CROSS-REFERENCE TO RELATED APPLICATIONS

[0001]This application claims the filing benefit of U.S. Provisional Application No. 63/725,945, filed Nov. 27, 2024. This application is incorporated by reference herein in its entirety and for all purposes.

BACKGROUND

[0002] High data reliability, high speed of memory access, low power consumption, and reduced chip size are some features that are demanded from semiconductor memory devices, such as a dynamic random-access memory (DRAM). Transistors, such as field-effect transistors (FETs), included in semiconductor memory devices may include a tensile stressor as a mobility booster to strain channels and improve carrier mobilities.

BRIEF DESCRIPTION OF THE DRAWINGS

[0003]FIG. 1 depicts an example configuration of at least part of a semiconductor device in a cross-sectional view according to some embodiments of the disclosure.

[0004]FIG. 2 is an enlarged view of part of the example configuration depicted in FIG. 1 according to some embodiments of the disclosure.

[0005]FIG. 3 depicts an example configuration of at least part of a semiconductor device in a cross-sectional view according to some embodiments of the disclosure.

[0006]FIG. 4 depicts an example configuration of at least part of a semiconductor device in a cross-sectional view according to some embodiments of the disclosure.

DETAILED DESCRIPTION

[0007] Various example embodiments of the disclosure will be described below in detail with reference to the accompanying drawings. The following detailed descriptions refer to the accompanying drawings that show, by way of illustration, specific aspects in which embodiments of the disclosure may be practiced. These embodiments are described in sufficient detail to enable those skilled in the art to practice the disclosure. Other embodiments may be utilized, and structure, logical and electrical changes may be made without departing from the scope of the disclosure. The various embodiments disclosed herein are not necessary mutually exclusive, as some disclosed embodiments can be combined with one or more other disclosed embodiments to form new embodiments.

[0008] In the descriptions, common or related elements and elements that are substantially the same are denoted with the same signs, and the descriptions thereof may be reduced or omitted. In the drawings, some of the same signs may be omitted for the same or substantially the same elements for ease of illustration. In the drawings, the dimensions and dimensional ratios of each unit do not necessarily match the actual dimensions and dimensional ratios in the embodiments.

[0009]FIG. 1 depicts an example configuration of at least part of a semiconductor device 1 in a cross-sectional view according to some embodiments of the disclosure. FIG. 2 is an enlarged view of part of the example configuration depicted in FIG. 1 according to some embodiments of the disclosure. The semiconductor device 1 may be one example of an apparatus. The semiconductor device 1 may be a dynamic random-access memory (DRAM). In the example configuration, the semiconductor device 1 includes one or more transistor structures, each including active regions 11 and 12 that are adjacent to lightly-doped regions 13 and 14, respectively, as source/drain regions, formed in a semiconductor substrate 10, and further including a gate structure 15 above a channel region between the active regions 11 and 12. In some instances, The semiconductor device 1 may include a plurality of memory mats arranged in a matrix on the semiconductor substrate 10. Each memory mat may include a plurality of memory cells at intersections of word lines arranged in row and bit lines arranged in column in a memory cell region. The memory mat may include a driver region and a sense amplifier region adjacent to the memory cell region. The driver region may be on sides of the memory cell region in a direction of the word lines (row), and includes, for example, subword drivers, row decoders, and row address latches, each of which uses one or more transistors or transistor structures. The sense amplifier region may be on sides of the memory cell region in a direction of the bit lines (column), and includes, for example, sense amplifiers, column decoders, and column address latches, each of which includes one or more transistors or transistor structures.

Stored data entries
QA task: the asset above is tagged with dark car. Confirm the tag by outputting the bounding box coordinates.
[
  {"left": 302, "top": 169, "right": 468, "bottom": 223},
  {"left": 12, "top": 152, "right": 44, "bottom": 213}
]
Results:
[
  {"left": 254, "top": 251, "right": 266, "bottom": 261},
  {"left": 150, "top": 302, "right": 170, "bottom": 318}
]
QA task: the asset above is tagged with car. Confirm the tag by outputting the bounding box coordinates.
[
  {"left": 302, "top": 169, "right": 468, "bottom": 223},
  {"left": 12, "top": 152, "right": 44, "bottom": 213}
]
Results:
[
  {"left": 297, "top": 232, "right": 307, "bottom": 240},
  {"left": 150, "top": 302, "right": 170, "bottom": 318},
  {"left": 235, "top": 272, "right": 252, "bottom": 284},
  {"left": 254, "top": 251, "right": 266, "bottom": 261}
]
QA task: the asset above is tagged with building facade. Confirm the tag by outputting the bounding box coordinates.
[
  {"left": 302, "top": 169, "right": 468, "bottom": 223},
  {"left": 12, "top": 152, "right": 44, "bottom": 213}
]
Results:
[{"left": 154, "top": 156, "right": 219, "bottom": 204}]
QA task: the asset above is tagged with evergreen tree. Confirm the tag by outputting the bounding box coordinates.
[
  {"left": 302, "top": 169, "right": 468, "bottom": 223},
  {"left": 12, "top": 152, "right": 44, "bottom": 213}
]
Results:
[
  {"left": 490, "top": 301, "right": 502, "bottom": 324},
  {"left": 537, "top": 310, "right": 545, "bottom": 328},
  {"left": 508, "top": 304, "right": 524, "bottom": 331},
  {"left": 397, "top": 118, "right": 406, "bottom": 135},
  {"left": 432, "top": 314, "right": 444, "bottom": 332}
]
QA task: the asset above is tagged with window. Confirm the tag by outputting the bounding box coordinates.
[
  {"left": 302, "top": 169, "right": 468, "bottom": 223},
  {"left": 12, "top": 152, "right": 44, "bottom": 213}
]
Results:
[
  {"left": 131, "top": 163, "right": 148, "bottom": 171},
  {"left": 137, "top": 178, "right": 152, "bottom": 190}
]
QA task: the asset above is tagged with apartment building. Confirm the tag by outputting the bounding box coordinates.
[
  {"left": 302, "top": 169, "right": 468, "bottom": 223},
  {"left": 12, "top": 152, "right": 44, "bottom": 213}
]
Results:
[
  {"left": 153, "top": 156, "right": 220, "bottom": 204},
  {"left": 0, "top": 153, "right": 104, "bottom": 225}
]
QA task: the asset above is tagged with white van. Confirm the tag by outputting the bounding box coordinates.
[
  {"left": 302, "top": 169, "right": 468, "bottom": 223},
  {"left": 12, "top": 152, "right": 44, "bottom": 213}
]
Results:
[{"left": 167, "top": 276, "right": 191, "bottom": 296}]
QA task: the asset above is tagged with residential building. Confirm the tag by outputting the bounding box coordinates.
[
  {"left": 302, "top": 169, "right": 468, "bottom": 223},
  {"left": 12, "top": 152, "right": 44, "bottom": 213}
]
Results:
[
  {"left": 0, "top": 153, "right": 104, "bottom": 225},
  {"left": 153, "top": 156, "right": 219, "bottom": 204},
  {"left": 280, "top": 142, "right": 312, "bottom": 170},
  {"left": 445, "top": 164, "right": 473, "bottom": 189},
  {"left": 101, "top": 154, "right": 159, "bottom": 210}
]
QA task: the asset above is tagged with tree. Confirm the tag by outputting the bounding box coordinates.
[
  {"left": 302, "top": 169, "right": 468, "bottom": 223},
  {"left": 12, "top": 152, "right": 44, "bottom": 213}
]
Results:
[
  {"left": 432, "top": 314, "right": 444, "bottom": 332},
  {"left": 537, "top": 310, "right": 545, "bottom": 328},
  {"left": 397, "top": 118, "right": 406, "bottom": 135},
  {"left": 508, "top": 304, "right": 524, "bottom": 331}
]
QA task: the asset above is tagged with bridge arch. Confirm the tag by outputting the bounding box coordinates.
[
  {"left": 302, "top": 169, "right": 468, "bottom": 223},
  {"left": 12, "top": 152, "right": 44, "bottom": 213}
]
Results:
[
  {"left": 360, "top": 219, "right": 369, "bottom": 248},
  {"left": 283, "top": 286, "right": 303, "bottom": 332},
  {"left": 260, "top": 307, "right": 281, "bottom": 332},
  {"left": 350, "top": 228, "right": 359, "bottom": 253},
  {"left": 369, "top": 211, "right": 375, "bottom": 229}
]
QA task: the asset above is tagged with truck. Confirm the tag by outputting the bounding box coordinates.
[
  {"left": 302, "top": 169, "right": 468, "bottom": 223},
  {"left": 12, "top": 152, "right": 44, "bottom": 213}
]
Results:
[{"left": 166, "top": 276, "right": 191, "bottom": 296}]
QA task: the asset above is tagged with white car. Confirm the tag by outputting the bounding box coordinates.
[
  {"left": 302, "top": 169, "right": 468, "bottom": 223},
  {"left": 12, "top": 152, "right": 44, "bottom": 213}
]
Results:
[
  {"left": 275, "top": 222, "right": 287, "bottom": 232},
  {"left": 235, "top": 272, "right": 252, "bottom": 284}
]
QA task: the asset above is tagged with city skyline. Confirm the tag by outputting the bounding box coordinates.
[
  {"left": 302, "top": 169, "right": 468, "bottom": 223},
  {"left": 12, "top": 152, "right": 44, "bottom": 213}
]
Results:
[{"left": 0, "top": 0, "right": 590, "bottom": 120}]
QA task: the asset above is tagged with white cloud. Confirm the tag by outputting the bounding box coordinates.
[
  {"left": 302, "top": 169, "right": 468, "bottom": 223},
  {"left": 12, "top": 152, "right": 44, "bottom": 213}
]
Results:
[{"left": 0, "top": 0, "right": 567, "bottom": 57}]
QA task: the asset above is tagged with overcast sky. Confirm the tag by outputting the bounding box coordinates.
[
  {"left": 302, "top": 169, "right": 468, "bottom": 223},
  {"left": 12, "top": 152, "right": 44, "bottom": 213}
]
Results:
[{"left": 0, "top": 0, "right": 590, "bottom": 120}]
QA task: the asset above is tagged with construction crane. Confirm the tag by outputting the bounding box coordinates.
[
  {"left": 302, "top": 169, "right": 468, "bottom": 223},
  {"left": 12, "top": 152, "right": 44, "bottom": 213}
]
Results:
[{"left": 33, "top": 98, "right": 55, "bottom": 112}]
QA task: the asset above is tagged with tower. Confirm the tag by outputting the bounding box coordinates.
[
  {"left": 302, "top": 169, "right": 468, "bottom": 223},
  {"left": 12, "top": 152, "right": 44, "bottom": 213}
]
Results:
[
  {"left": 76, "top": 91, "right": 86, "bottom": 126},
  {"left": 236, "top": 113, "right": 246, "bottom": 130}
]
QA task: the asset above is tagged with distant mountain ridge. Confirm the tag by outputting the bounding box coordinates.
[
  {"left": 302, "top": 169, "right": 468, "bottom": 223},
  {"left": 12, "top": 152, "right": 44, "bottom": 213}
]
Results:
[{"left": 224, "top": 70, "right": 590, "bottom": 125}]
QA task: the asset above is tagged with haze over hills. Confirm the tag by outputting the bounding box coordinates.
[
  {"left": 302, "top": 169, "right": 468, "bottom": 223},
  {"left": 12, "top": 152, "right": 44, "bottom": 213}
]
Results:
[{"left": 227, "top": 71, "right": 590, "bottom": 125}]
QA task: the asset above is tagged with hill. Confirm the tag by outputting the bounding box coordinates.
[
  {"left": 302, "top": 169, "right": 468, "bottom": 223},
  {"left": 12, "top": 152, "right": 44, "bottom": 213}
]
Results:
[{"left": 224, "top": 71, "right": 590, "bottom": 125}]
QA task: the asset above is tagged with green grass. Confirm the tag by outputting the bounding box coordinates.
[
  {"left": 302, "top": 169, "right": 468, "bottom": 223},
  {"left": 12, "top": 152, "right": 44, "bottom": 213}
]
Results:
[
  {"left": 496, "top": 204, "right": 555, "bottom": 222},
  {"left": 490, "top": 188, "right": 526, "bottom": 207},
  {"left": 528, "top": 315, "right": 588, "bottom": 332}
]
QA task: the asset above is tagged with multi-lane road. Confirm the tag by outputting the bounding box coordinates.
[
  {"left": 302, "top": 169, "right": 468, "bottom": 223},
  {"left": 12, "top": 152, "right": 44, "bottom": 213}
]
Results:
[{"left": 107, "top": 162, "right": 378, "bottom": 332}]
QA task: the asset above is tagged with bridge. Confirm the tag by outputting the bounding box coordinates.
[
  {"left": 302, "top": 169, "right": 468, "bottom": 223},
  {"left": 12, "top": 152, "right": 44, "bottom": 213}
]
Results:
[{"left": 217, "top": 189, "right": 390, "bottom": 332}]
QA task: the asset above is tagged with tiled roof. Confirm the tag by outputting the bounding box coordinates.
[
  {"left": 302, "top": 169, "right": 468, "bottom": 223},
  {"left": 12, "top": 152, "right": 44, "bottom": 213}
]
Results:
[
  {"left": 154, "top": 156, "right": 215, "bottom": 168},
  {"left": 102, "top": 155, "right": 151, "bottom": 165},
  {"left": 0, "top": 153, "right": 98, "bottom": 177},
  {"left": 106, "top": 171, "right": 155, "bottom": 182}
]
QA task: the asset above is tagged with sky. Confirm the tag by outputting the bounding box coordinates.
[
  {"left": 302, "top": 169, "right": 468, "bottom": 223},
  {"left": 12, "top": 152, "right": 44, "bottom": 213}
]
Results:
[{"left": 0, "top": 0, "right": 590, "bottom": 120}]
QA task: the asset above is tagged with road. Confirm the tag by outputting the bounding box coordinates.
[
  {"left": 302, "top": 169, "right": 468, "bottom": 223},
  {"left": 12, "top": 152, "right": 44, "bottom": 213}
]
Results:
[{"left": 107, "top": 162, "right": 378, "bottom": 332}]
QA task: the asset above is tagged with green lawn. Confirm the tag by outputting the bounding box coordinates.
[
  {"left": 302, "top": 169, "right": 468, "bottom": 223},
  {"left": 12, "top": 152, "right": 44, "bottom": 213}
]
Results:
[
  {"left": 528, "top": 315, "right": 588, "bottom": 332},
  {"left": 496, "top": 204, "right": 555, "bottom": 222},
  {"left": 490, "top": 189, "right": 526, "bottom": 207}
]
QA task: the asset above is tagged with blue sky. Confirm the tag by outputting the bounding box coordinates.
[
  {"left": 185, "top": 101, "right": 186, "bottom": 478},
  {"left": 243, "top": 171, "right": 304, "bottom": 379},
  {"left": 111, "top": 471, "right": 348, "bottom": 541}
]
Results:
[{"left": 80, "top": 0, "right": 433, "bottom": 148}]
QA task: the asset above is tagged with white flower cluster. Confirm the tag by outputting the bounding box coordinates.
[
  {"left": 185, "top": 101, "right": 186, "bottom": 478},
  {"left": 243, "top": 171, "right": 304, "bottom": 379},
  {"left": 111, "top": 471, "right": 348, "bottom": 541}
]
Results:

Complete the following>
**A.** According to the patent text, what may transistors in semiconductor memory devices include as a mobility booster?
**B.** Swap "tensile stressor" for "compressive stressor" in the patent text, and give the passage from "CROSS-REFERENCE TO RELATED" up to and including "improve carrier mobilities.".

Solved problems>
**A.** A tensile stressor.

**B.**
CROSS-REFERENCE TO RELATED APPLICATIONS

[0001]This application claims the filing benefit of U.S. Provisional Application No. 63/725,945, filed Nov. 27, 2024. This application is incorporated by reference herein in its entirety and for all purposes.

BACKGROUND

[0002] High data reliability, high speed of memory access, low power consumption, and reduced chip size are some features that are demanded from semiconductor memory devices, such as a dynamic random-access memory (DRAM). Transistors, such as field-effect transistors (FETs), included in semiconductor memory devices may include a compressive stressor as a mobility booster to strain channels and improve carrier mobilities.